> QUOTED TEXT
===
In the event that at any time after the occurrence of an event described in Section 11(a)(ii) hereof some or all of the Rights shall not have then
been exercised at the time of the occurrence of an event described in Section 13(a) hereof, the Rights which have not theretofore been exercised shall thereafter be exercisable in the manner described in Section 13(a) (without taking into account
any prior adjustment required by Section 11(a)(ii)).
(d) The provisions
of this Section 13 shall similarly apply to successive mergers or consolidations or sales or other transfers.
(e) Notwithstanding
anything in this Agreement to the contrary, this Section 13 shall not be applicable to a transaction described in Section 13(a)(i), (ii) or (iii) if: (i) such transaction is consummated with a Person or Persons who acquired Common Shares
pursuant to a tender offer described in Section 11(a)(iii) (or with a wholly-owned Subsidiary of any such Person or Persons), (ii) the price per Common Share offered in such transaction is not less than the price per Common Share paid to all
holders of Common Shares whose shares were purchased pursuant to such tender or exchange offer, and (iii) the form of consideration being offered to the remaining holders of Common Shares pursuant to such transaction is the same as the form
of consideration paid pursuant to such tender offer. Upon consummation of any such transaction contemplated by this Section 13(e), all Rights shall expire.
===
> GIVEN DATA
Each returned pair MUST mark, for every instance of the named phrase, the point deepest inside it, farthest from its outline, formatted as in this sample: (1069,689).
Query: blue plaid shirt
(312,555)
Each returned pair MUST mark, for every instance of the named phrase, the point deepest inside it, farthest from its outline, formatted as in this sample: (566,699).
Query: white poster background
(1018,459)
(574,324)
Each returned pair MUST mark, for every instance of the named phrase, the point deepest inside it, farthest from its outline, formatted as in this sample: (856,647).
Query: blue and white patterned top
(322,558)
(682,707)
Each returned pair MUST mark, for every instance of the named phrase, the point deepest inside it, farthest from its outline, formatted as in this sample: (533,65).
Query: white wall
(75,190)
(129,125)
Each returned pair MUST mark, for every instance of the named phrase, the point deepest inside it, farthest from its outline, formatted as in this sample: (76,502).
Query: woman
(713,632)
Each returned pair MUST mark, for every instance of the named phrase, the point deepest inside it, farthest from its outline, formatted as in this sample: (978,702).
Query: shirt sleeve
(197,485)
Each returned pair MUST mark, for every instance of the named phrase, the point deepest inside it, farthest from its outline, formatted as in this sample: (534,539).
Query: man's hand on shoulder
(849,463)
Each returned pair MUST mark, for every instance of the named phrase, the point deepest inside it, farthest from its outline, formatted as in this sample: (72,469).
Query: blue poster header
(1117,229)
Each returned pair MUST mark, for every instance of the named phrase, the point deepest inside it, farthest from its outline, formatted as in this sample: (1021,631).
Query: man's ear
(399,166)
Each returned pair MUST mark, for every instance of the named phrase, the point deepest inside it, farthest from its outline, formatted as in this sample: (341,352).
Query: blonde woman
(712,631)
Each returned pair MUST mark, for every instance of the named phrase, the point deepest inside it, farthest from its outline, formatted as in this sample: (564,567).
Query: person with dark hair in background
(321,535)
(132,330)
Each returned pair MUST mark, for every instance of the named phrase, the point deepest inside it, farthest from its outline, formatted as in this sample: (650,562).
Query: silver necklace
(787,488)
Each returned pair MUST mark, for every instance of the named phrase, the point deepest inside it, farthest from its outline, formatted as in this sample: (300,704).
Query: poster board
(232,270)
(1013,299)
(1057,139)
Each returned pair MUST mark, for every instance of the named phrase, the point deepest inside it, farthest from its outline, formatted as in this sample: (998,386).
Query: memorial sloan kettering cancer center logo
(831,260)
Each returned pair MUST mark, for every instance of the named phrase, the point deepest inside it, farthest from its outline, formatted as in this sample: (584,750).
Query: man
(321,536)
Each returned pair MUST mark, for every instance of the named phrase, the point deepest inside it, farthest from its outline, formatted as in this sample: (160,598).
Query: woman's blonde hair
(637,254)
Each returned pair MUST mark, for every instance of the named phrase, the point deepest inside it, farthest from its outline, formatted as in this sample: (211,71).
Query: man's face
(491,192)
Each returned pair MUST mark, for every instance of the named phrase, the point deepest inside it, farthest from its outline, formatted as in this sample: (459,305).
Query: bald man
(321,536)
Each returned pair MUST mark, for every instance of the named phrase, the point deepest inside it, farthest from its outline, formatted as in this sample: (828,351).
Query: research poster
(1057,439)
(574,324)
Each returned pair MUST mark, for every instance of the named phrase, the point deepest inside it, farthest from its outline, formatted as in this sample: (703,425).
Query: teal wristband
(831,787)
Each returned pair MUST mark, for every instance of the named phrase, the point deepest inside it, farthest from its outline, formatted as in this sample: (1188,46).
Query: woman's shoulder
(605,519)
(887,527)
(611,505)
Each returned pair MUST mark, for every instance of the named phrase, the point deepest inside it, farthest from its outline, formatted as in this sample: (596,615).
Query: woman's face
===
> PROBLEM TO WORK ON
Write out the Section 13 passage between "(e) Notwithstanding" and "Rights shall expire.", inclusive. The listing has no connection to the Section 13 passage.

> EXERCISE SOLUTION
(e) Notwithstanding
anything in this Agreement to the contrary, this Section 13 shall not be applicable to a transaction described in Section 13(a)(i), (ii) or (iii) if: (i) such transaction is consummated with a Person or Persons who acquired Common Shares
pursuant to a tender offer described in Section 11(a)(iii) (or with a wholly-owned Subsidiary of any such Person or Persons), (ii) the price per Common Share offered in such transaction is not less than the price per Common Share paid to all
holders of Common Shares whose shares were purchased pursuant to such tender or exchange offer, and (iii) the form of consideration being offered to the remaining holders of Common Shares pursuant to such transaction is the same as the form
of consideration paid pursuant to such tender offer. Upon consummation of any such transaction contemplated by this Section 13(e), all Rights shall expire.